Исходный текст>
********
Философия существования сыграла первостепенную роль в интеллектуальной культуре, так как в ней, в отличие от других направлений философии, «постулируется абсолютная уникальность человеческого бытия, не допускающая описания в научных терминах, невыразимая с помощью традиционных философских категорий» [10, с. 448]. Наряду с персонализмом и философской антропологией, экзистенциализм исследовал возможности преодоления индивидом собственной сущности, заострял внимание на исследованиях эмоциональной природы личности, считал существование иррациональным, а человека – «посторонним» по отношению к обществу. Эти и другие признаки экзистенциализма во многом, на наш взгляд, присущи и художественной культуре XIX – начала XX века. Выходя за рамки чисто философского направления, экзистенциализм, таким образом, стал своеобразным культурным движением, иллюстрирующим совокупность духовной, эмоциональной, психологической составляющих современного человека.

Экзистенциализм нашел свое выражение в живописи, драматургии, музыке и особенно в литературе. Многие известные экзистенциалисты − С. Кьеркегор, Н. Бердяев, Л. Шестов, Ж.-П. Сартр, А. Камю и др. − излагали свои взгляды на страницах литературных произведений. Отчетливо просматривается влияние экзистенциальной эстетики на творчество Лермонтова, Гоголя, Тютчева, Достоевского, Чехова, Толстого. Уединение, самоанализ, попытка осознания собственной сущности, экзистенциальная отрешенность от сиюминутных текущих событий повседневности также связывает литературу с этим направлением философии. По словам В. В. Розанова, читатель «уединяется, на минуту оторвавшись от частностей, от подробностей своей жизни, своих тревог», чтобы «обнять их в целом, понять эту жизнь в ее общем значении» [15, с. 192].
********
Представленные записи>
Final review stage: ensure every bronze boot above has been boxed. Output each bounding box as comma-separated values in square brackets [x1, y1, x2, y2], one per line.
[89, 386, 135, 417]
********
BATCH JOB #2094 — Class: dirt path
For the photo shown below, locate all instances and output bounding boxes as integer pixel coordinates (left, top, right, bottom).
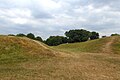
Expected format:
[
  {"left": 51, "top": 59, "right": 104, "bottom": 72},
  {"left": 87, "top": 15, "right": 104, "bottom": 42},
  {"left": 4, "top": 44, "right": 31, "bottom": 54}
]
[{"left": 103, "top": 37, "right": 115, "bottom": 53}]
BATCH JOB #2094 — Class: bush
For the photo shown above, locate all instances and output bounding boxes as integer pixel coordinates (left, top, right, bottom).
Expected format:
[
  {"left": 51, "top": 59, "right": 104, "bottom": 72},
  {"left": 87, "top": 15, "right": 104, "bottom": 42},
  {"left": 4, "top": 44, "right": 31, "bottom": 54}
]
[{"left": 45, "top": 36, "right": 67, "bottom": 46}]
********
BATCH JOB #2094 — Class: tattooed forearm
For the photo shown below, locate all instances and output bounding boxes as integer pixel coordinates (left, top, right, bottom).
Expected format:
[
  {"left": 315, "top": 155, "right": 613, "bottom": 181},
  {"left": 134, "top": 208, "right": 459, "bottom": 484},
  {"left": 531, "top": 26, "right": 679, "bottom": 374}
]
********
Задание 1> Верните все строки записей, в которых встречается строка «BATCH», с учетом регистра.
Задание 2> Продолжите текст об экзистенциализме в литературе, начав сразу после его последнего предложения.

Ответ на задание 1>
BATCH JOB #2094 — Class: dirt path
BATCH JOB #2094 — Class: bush
BATCH JOB #2094 — Class: tattooed forearm

Ответ на задание 2>
Наибольшая связь философии экзистенциализма с художественным словом прослеживается после Второй мировой войны, когда были созданы литературно-публицистические произведения Сартра, Камю, сочетавшие философию с историческим и личным опытом. Ж.-П. Сартр, по мнению Л. М. Ефремовой, был «первым, кто соединил экзистенциализм с литературой» [6, с. 119]. Исследователь отмечает, что «классическая литература» решает схожие с экзистенциализмом задачи, «пытаясь определить путь к удаче человеческих коммуникаций» [Там же].

Экзистенциализм в литературе − это, прежде всего, размышление о поведении человека, переживающего ту или иную пограничную ситуацию.  Герой сам вынужден принимать решение, за которое будет отвечать впоследствии. Примером может служить повесть Камю «Посторонний» (1940), в которой на фоне достаточно простого сюжета раскрываются основные аспекты экзистенциального мировидения философа.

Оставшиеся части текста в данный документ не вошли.